Stored items:

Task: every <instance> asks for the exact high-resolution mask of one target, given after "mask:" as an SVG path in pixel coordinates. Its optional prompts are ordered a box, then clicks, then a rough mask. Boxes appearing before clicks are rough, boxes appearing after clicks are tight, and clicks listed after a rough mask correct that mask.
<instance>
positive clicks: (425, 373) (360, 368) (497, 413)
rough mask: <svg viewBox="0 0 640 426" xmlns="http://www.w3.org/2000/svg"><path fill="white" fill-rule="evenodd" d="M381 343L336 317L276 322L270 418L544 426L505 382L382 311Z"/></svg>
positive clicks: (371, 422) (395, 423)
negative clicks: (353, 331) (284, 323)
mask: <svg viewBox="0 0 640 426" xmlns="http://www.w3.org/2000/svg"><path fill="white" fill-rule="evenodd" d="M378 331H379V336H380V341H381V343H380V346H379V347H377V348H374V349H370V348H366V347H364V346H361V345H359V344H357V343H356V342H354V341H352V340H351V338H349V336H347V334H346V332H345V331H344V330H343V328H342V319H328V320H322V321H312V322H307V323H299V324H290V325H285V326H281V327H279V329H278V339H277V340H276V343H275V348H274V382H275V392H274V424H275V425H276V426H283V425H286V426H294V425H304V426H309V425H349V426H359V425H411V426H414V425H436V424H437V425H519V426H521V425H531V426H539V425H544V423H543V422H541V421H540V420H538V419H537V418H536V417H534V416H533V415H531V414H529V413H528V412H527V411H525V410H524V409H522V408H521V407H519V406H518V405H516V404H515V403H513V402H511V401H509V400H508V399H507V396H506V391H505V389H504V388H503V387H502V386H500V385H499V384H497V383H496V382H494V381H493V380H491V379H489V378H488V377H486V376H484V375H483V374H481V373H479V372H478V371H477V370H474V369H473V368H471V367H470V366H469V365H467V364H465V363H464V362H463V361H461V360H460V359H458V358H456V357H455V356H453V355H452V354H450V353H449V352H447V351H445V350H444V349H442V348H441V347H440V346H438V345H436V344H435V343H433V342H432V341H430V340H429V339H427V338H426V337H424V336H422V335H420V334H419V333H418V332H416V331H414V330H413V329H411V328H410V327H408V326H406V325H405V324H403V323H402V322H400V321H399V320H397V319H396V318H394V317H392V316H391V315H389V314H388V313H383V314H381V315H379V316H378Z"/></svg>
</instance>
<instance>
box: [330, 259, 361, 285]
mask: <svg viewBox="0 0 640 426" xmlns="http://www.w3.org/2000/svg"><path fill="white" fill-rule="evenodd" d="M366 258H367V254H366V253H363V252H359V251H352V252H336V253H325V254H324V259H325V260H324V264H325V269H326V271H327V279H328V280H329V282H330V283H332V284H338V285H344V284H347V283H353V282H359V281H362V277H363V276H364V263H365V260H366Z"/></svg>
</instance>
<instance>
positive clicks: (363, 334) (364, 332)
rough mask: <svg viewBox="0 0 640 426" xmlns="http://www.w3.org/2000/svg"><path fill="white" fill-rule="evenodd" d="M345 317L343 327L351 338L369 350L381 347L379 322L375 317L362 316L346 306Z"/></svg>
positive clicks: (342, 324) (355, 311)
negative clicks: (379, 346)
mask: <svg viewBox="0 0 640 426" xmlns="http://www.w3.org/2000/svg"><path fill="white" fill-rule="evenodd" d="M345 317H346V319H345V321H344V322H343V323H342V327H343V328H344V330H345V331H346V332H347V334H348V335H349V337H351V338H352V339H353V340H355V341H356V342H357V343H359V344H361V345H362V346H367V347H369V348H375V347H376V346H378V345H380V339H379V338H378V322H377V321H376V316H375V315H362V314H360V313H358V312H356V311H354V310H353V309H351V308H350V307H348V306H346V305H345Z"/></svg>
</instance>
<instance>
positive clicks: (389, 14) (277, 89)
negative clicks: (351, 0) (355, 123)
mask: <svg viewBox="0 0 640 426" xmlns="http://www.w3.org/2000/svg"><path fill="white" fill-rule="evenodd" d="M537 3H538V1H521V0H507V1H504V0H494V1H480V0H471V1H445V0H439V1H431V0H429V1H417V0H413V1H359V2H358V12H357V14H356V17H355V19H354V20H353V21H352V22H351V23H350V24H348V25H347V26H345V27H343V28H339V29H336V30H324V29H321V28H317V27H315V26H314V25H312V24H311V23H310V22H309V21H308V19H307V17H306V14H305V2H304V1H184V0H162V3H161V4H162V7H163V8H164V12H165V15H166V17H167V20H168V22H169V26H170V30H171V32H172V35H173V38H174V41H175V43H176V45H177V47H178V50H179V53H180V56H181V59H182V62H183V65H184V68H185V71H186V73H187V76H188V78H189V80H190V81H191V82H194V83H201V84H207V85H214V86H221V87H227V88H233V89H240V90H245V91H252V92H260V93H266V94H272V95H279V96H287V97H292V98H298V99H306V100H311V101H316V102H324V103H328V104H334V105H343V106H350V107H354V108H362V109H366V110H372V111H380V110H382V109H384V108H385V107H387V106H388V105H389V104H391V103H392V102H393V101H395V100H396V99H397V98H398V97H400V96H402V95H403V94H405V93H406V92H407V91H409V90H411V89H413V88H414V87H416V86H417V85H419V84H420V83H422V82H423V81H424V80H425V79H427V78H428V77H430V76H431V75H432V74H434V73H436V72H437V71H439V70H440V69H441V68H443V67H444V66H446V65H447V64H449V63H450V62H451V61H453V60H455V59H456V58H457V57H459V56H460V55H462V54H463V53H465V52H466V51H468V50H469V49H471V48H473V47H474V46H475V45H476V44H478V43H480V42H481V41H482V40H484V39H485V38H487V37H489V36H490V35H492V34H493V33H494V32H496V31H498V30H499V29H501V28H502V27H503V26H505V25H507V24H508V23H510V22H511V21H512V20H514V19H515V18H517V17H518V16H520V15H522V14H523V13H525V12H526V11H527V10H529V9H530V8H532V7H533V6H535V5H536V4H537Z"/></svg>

YOUR ASSIGNMENT:
Using the data above, state the number of lines that contain the word "positive"; add nothing else.

SOLUTION TO THIS PROBLEM:
5